◆ **Activity**
Repeat the following entries verbatim, apart from the pictures.

═══ Information supplied

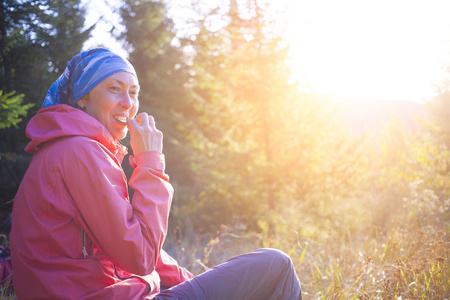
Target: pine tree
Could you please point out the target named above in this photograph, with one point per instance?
(38, 38)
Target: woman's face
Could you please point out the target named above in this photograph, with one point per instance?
(113, 101)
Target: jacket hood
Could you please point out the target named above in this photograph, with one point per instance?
(61, 121)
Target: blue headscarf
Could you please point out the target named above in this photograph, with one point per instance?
(84, 72)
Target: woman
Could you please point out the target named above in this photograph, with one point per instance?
(77, 235)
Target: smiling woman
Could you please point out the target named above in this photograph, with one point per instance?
(76, 234)
(112, 102)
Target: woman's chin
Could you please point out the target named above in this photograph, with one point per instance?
(120, 135)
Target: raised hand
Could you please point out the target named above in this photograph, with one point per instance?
(144, 135)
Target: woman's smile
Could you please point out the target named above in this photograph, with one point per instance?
(113, 101)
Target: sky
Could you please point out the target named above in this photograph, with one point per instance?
(359, 49)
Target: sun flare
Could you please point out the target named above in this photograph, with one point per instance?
(369, 49)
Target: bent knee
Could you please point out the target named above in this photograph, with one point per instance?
(275, 256)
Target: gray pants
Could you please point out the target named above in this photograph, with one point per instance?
(262, 274)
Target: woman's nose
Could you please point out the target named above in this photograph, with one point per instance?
(126, 101)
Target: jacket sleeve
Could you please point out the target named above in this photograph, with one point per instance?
(129, 234)
(170, 272)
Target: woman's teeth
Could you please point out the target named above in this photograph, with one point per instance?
(121, 119)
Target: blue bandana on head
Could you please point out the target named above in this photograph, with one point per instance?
(84, 72)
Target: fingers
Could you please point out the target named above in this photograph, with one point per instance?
(144, 134)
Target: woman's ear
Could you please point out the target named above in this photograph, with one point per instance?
(82, 103)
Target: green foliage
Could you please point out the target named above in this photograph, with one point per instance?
(38, 38)
(259, 147)
(12, 109)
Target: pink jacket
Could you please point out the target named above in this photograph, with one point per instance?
(75, 185)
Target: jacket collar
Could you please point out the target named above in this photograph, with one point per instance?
(63, 120)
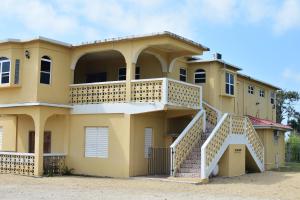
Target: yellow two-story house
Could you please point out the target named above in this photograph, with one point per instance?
(132, 106)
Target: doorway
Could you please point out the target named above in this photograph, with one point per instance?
(47, 142)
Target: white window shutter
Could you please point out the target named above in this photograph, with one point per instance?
(96, 142)
(1, 138)
(148, 141)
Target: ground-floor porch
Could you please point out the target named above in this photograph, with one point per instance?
(262, 186)
(33, 140)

══════

◆ **Exercise answer**
Target: pine tree
Could you please point out the target named above in this photograph, with one point per instance?
(38, 38)
Target: woman's face
Could you please point out the target named above in this photograph, with one point per instance?
(113, 101)
Target: jacket hood
Could you please point out the target named above in this photograph, with one point per instance?
(61, 121)
Target: blue headscarf
Could you please point out the target named above in this photograph, with one point per instance?
(84, 72)
Target: woman
Could you please point out the target named above in this photograph, with one point per instance?
(77, 235)
Target: smiling woman
Could you please point out the target named above in this photograph, with one point per instance?
(76, 234)
(112, 102)
Target: woman's chin
Could you please point out the target named above in this photograph, with one point per instance?
(120, 135)
Target: raised hand
Could you please point out the target named above in this photograph, with one point per instance?
(144, 135)
Target: woman's smile
Could you please point out the target named above in this photograph, with one point per instance?
(113, 101)
Target: sky
Could you please point out the target named above in this photograph, with one point per instance?
(359, 49)
Target: sun flare
Could you please point out the target named above in this photograph, with one point per instance?
(369, 49)
Target: bent knee
Could you please point out the target named above in this photograph, with one point per instance?
(275, 256)
Target: gray pants
Could you please point out the target named above in this photograph, with one point per instance?
(262, 274)
Target: woman's nose
Could you please point out the target named above in this photograph, with one point per instance?
(126, 101)
Target: jacket sleeve
Could you please point out the target named above in this photograph, with one point per instance?
(129, 234)
(170, 272)
Target: woman's teeth
Could you please point out the target named above in this photograph, with one point per instance?
(121, 119)
Target: blue bandana on head
Could you please point out the target named above in this photograph, with one point per instance?
(84, 72)
Target: fingers
Could you please point out the target named above in this photograph, with one point per instance?
(144, 134)
Target: woman's ear
Could you please point out the target named above in this photograph, with one point per instance?
(82, 103)
Target: green foliage
Could you please point out the target named above in this photograph, with one point per instance?
(38, 38)
(259, 147)
(12, 109)
Target: pink jacket
Could you please point out the target named above in this photograph, with one point per instance?
(75, 185)
Target: jacket collar
Could you please point out the target named above in this photograph, with one point per instance?
(63, 120)
Target: yellow two-story house
Could you please point out the target named above in this photograph, with one point per instance?
(132, 106)
Target: doorway
Could you please point out the target named above in this photograph, with one point per instance?
(47, 142)
Target: white window shutter
Could you please point out the target named above in this photograph, with one point per instance?
(96, 142)
(1, 138)
(148, 141)
Target: ground-floor porch
Could you please point out the target named above in this photograph, with one point per instance?
(262, 186)
(33, 140)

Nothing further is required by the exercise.